→ INFORMATION SUPPLIED

+++

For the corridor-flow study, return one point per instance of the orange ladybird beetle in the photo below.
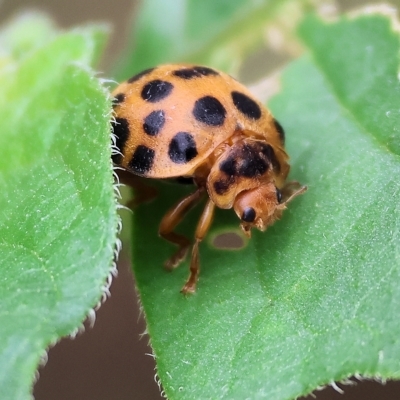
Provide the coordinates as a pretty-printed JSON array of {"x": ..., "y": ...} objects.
[{"x": 187, "y": 121}]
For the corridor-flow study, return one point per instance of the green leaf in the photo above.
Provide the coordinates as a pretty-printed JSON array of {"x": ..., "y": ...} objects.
[
  {"x": 315, "y": 298},
  {"x": 218, "y": 33},
  {"x": 57, "y": 206}
]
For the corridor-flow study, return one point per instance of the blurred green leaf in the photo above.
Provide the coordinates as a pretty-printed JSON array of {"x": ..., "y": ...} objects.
[
  {"x": 57, "y": 206},
  {"x": 218, "y": 33},
  {"x": 314, "y": 299}
]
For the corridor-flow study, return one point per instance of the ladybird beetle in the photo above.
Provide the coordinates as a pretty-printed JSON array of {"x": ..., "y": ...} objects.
[{"x": 187, "y": 121}]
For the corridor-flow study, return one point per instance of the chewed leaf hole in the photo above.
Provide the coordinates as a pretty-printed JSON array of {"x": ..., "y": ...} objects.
[{"x": 233, "y": 239}]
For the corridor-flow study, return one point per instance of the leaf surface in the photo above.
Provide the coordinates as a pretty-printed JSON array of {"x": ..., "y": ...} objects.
[
  {"x": 315, "y": 298},
  {"x": 57, "y": 206}
]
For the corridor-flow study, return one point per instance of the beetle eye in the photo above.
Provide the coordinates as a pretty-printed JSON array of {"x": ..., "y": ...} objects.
[
  {"x": 249, "y": 214},
  {"x": 278, "y": 195}
]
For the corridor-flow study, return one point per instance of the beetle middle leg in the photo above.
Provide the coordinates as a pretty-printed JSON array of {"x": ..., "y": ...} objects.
[
  {"x": 202, "y": 228},
  {"x": 171, "y": 219}
]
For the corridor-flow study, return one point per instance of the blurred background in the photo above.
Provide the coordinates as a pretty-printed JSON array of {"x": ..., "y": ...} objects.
[{"x": 112, "y": 360}]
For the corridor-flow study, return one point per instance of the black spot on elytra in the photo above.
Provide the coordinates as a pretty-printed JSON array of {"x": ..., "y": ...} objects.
[
  {"x": 246, "y": 105},
  {"x": 121, "y": 131},
  {"x": 156, "y": 90},
  {"x": 119, "y": 98},
  {"x": 139, "y": 75},
  {"x": 195, "y": 72},
  {"x": 270, "y": 155},
  {"x": 252, "y": 162},
  {"x": 142, "y": 160},
  {"x": 280, "y": 130},
  {"x": 182, "y": 148},
  {"x": 249, "y": 214},
  {"x": 154, "y": 122},
  {"x": 210, "y": 111},
  {"x": 229, "y": 166},
  {"x": 221, "y": 186}
]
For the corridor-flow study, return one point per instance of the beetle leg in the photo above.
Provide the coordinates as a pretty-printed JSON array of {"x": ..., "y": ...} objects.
[
  {"x": 142, "y": 192},
  {"x": 202, "y": 228},
  {"x": 171, "y": 219}
]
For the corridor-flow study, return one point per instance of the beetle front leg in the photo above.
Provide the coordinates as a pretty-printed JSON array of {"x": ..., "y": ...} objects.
[{"x": 169, "y": 222}]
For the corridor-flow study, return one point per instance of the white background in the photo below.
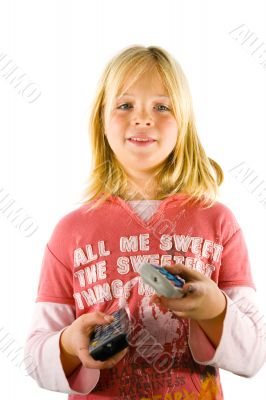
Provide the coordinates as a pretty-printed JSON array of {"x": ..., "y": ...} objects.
[{"x": 63, "y": 47}]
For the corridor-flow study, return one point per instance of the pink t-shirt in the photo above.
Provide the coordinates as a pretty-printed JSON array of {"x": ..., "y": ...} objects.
[{"x": 91, "y": 261}]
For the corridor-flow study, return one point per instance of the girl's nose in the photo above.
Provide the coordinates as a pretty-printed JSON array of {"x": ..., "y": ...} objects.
[{"x": 142, "y": 119}]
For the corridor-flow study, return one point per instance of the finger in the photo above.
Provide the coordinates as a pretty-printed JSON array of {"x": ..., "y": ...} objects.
[
  {"x": 115, "y": 358},
  {"x": 88, "y": 321},
  {"x": 184, "y": 272}
]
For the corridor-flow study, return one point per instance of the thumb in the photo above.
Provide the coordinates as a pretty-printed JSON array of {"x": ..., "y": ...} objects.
[{"x": 184, "y": 272}]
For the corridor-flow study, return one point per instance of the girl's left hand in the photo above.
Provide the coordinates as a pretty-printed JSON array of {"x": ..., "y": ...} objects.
[{"x": 203, "y": 299}]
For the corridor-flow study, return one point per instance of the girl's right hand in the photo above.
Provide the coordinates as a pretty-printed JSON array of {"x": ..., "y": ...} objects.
[{"x": 74, "y": 340}]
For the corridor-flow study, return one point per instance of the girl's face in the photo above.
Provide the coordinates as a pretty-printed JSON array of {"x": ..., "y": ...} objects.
[{"x": 143, "y": 113}]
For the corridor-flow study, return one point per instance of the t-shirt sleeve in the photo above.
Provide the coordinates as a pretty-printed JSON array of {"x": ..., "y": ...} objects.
[
  {"x": 56, "y": 275},
  {"x": 56, "y": 280},
  {"x": 235, "y": 267}
]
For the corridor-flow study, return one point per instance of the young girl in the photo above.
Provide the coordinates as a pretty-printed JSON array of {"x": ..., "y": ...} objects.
[{"x": 151, "y": 197}]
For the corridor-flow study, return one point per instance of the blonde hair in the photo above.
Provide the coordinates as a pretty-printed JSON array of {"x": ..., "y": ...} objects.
[{"x": 187, "y": 169}]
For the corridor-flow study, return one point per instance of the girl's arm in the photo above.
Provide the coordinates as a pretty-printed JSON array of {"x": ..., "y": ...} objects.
[
  {"x": 242, "y": 346},
  {"x": 42, "y": 349}
]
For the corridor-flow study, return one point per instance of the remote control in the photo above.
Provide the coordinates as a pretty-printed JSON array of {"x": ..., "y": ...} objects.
[
  {"x": 107, "y": 340},
  {"x": 161, "y": 280}
]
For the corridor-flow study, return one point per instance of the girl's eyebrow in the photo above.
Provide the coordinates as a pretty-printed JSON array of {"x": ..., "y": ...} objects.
[{"x": 131, "y": 95}]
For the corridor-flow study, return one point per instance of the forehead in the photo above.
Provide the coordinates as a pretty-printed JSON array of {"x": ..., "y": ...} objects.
[{"x": 151, "y": 83}]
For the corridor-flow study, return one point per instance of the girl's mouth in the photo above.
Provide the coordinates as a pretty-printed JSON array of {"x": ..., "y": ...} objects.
[{"x": 141, "y": 142}]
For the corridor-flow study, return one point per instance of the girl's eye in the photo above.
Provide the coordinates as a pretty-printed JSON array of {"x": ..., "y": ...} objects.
[{"x": 159, "y": 105}]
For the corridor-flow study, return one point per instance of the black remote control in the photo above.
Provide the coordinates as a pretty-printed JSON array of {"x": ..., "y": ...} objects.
[{"x": 107, "y": 340}]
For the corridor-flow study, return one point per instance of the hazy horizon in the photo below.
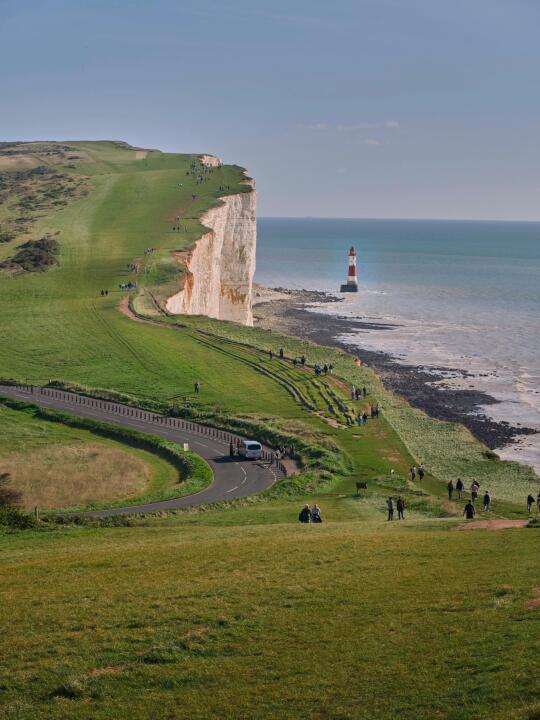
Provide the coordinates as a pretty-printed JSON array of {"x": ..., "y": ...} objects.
[{"x": 373, "y": 108}]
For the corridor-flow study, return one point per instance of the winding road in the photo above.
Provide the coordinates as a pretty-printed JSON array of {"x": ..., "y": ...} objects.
[{"x": 233, "y": 478}]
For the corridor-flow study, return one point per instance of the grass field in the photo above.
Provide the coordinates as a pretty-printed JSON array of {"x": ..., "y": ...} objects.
[
  {"x": 55, "y": 466},
  {"x": 348, "y": 619},
  {"x": 237, "y": 611}
]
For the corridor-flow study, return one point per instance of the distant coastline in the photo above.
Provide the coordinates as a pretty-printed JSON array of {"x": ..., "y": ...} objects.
[{"x": 298, "y": 313}]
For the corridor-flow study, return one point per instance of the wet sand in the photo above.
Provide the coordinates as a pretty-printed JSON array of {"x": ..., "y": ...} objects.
[{"x": 287, "y": 311}]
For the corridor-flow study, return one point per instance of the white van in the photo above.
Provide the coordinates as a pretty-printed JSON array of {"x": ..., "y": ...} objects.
[{"x": 250, "y": 449}]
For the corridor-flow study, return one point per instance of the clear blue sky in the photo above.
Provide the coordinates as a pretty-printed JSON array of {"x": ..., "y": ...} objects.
[{"x": 366, "y": 108}]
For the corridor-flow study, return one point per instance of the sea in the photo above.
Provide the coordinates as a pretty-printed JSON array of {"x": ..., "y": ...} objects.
[{"x": 457, "y": 294}]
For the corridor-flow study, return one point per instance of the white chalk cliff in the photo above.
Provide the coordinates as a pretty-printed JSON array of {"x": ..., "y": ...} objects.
[{"x": 221, "y": 265}]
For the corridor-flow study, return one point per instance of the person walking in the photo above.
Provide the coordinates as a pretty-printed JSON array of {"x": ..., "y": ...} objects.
[{"x": 305, "y": 514}]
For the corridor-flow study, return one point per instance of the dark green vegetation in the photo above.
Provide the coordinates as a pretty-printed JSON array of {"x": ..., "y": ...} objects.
[{"x": 237, "y": 611}]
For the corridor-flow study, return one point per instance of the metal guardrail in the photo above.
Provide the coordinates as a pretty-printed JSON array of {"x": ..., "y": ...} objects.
[{"x": 138, "y": 414}]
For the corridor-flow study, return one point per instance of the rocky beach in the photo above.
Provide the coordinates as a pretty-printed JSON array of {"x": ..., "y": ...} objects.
[{"x": 432, "y": 389}]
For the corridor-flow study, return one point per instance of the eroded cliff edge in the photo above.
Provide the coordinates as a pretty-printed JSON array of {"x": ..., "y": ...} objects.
[{"x": 220, "y": 267}]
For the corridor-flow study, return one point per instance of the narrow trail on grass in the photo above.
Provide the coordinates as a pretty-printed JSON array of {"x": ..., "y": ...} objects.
[
  {"x": 498, "y": 524},
  {"x": 233, "y": 477}
]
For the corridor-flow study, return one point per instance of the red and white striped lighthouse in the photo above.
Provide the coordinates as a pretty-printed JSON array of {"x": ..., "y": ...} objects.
[{"x": 352, "y": 278}]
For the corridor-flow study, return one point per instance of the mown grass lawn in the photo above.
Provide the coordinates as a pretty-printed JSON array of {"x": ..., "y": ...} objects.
[{"x": 344, "y": 620}]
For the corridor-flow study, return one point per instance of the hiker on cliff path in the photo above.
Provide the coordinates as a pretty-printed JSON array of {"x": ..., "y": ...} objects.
[{"x": 305, "y": 514}]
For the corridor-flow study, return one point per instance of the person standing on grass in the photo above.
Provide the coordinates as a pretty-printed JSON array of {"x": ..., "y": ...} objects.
[{"x": 305, "y": 514}]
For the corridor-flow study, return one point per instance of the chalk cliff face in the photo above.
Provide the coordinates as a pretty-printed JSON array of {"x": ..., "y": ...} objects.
[{"x": 220, "y": 268}]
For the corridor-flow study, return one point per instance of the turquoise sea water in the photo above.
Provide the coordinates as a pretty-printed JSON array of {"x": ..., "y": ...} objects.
[{"x": 463, "y": 295}]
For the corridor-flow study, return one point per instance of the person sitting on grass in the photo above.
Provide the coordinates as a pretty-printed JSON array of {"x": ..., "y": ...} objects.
[{"x": 305, "y": 514}]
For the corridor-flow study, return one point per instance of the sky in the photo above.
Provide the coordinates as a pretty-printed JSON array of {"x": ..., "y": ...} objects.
[{"x": 343, "y": 108}]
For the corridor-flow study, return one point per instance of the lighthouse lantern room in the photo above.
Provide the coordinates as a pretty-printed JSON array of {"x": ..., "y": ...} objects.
[{"x": 352, "y": 279}]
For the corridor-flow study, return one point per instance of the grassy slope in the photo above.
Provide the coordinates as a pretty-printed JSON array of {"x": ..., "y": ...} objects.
[
  {"x": 37, "y": 443},
  {"x": 240, "y": 612},
  {"x": 345, "y": 620}
]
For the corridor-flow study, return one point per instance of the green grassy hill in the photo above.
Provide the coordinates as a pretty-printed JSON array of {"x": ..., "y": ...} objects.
[{"x": 236, "y": 611}]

+++

Output only the lines running from the line with "cliff face in the photo above." through the final line of the data, inclusive.

→ WRITTEN REPLY
For the corridor-flow study, return one point per instance of the chalk cliff face in the photo above.
Provide the coordinates as a pretty-printed JSON array of {"x": ..., "y": ...} objects.
[{"x": 220, "y": 268}]
For the corridor-flow study, return one point per instance of the turquoise sea water in the photo above.
Provide the coordinates as a pretty-printed JSON array of {"x": ..., "y": ...} objects.
[{"x": 463, "y": 295}]
For the corridor-flow study, return one point per instance of the person sitting on grass in the photo above.
Provide the coordinates as a pretty-printed JSON array of {"x": ..., "y": ...} objects.
[{"x": 305, "y": 514}]
For the corridor-flow study, return one point per instance of the sky in the photo above.
Provide the coordinates as a pretty-printed JSON array of {"x": ..., "y": ...} objects.
[{"x": 343, "y": 108}]
For the corridor-flow study, return one point per instance of the lighthouse lantern room in the photo above.
Provide the coordinates as a pretty-printed JSON array of {"x": ..., "y": ...} objects.
[{"x": 352, "y": 279}]
For the corridor-flow study, return one point per instance of the grassy slope in the photo above.
Provide the coordinates as a pretty-printed JSON array of {"x": ..., "y": ...} objects.
[
  {"x": 37, "y": 443},
  {"x": 240, "y": 612},
  {"x": 345, "y": 620}
]
For the corridor-flow study, return one point per instance of the green grassy hill in the photo above.
Provide the coordinates as a pretty-printed JSON array of {"x": ..., "y": ...} objects.
[{"x": 236, "y": 611}]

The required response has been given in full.